WHAT THE TASK ASKS: Repeat each record exactly. Any picture gets left out.

** Begin **

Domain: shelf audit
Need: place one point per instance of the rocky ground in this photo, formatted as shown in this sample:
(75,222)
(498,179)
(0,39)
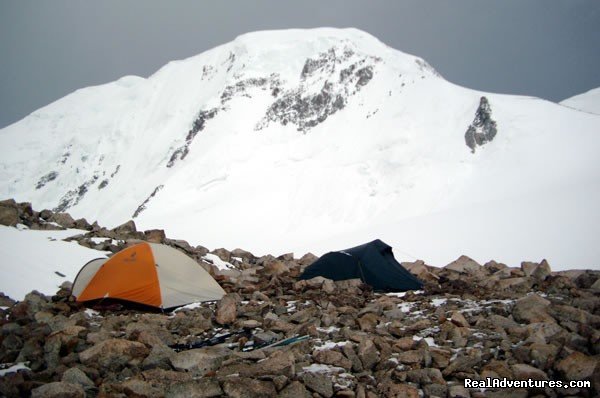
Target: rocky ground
(470,321)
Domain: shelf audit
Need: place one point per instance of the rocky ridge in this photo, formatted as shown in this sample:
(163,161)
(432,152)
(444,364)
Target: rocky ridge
(470,321)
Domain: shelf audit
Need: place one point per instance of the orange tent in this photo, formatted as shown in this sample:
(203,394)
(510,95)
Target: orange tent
(147,273)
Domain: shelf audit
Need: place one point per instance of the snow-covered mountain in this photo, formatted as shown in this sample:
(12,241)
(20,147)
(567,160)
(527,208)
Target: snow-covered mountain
(317,140)
(586,102)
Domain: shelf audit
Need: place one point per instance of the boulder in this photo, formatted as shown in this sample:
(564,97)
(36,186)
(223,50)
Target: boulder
(319,383)
(278,363)
(295,390)
(125,228)
(458,319)
(332,357)
(63,219)
(199,388)
(113,354)
(242,387)
(227,309)
(532,308)
(577,366)
(523,371)
(200,361)
(465,265)
(155,235)
(78,376)
(368,354)
(140,388)
(542,271)
(391,389)
(58,389)
(9,215)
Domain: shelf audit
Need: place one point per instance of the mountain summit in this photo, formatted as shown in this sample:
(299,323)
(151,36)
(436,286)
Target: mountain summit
(315,140)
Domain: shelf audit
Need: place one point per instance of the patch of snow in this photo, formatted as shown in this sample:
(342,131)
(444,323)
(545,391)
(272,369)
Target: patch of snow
(217,262)
(90,313)
(438,302)
(331,345)
(96,240)
(30,259)
(13,369)
(321,368)
(330,329)
(402,294)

** End **

EXPECTED ANSWER:
Domain: shelf audit
Need: place one point per instance of the rocky ground in this photo, formatted as shown in this sample:
(75,222)
(498,179)
(0,39)
Target: rocky ground
(470,321)
Domain: shelf audit
Need: place one point per instance of the rocky ridge in this photo, formatted as shown in this sample:
(163,161)
(432,152)
(444,364)
Target: rocky ridge
(470,321)
Domain: shelf audit
Need: place one point per instance of the orange tent in this photo, formatted as shown in this sample:
(203,394)
(510,95)
Target: orange tent
(147,273)
Domain: shelf audit
Need: place one point per instance of the snow-covered mountain in this photo, formatted as shown in this sample:
(12,241)
(20,147)
(567,160)
(527,208)
Target: snow-covered mountain
(317,140)
(586,102)
Domain: shelf audit
Need: place one point per instance of the boulder in this photo, formatted as shown in this sample:
(564,97)
(36,186)
(223,50)
Target: boulder
(319,383)
(278,363)
(295,390)
(125,228)
(458,319)
(332,357)
(63,219)
(199,388)
(113,354)
(242,387)
(227,309)
(532,308)
(577,366)
(523,371)
(200,361)
(465,265)
(155,235)
(78,376)
(368,354)
(140,388)
(542,271)
(391,389)
(58,389)
(9,215)
Domain: shelf audit
Need: place one point per instance of the mountain summit in this photo, formatted as shown in this sample:
(299,323)
(151,36)
(436,286)
Target: mountain summit
(315,140)
Domain: shelf audit
Need: place one point per instance of the patch of snow in this photo, formatted as shown in this sample:
(342,131)
(444,323)
(545,391)
(272,369)
Target: patch of snow
(217,262)
(90,313)
(438,302)
(331,345)
(96,240)
(30,259)
(13,369)
(321,368)
(330,329)
(402,294)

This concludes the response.